Given task: Rewrite the mailing-list message below from "I would certainly" to "organisation up as one.", using "major members" in place of "large players".
### Text section
[arin-discuss] IPv6 as justification for IPv4?

Owen DeLong owen at delong.com
Wed Apr 17 11:12:54 EDT 2013


> Here is current schema, and historical data for reference (5 fee bands):
> http://www.ripe.net/ripe/docs/ripe-566
> 
> So, RIPE members voted for flat fee structure, where each member pays exactly same amount of money, plus fixed fee per each PI object.
> AS numbers are excluded from fee calculation.  So, one obtains addresses on need, and money is not a concern at all.
> 

IMHO, the current RIPE fee structure only looks good when placed next to the previous one.

> Right now, ARIN members vote the same but pay depending on their allocations.  New RIPE approach essentially aligns vote and payment.

I would certainly not favor a scheme where increased fees created increased voting rights because we already have an issue with the perception that large players dominate the ARIN process(es). Currently, it's a perception issue. Such a scheme would move it from perception problem to reality.

>> It's extremely important because there is a macroeconomic impact of the current nibble policy as well as the fee structure. ARIN policy effectively created Matthew's position in the same way as Sarbanes Oxley (policy) created an entire cottage industry of document retention. Matthew is my example because he held his organisation up as one. 
> 
> So, speaking of nibble policy (I am not exactly sure what is it) - which bad effects does it have, in your opinion?
######
### Recorded data
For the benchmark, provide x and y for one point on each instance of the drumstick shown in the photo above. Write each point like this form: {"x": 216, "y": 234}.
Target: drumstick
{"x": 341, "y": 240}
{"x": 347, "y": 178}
######
Task answer:
I would certainly not favor a scheme where increased fees created increased voting rights because we already have an issue with the perception that major members dominate the ARIN process(es). Currently, it's a perception issue. Such a scheme would move it from perception problem to reality.

>> It's extremely important because there is a macroeconomic impact of the current nibble policy as well as the fee structure. ARIN policy effectively created Matthew's position in the same way as Sarbanes Oxley (policy) created an entire cottage industry of document retention. Matthew is my example because he held his organisation up as one.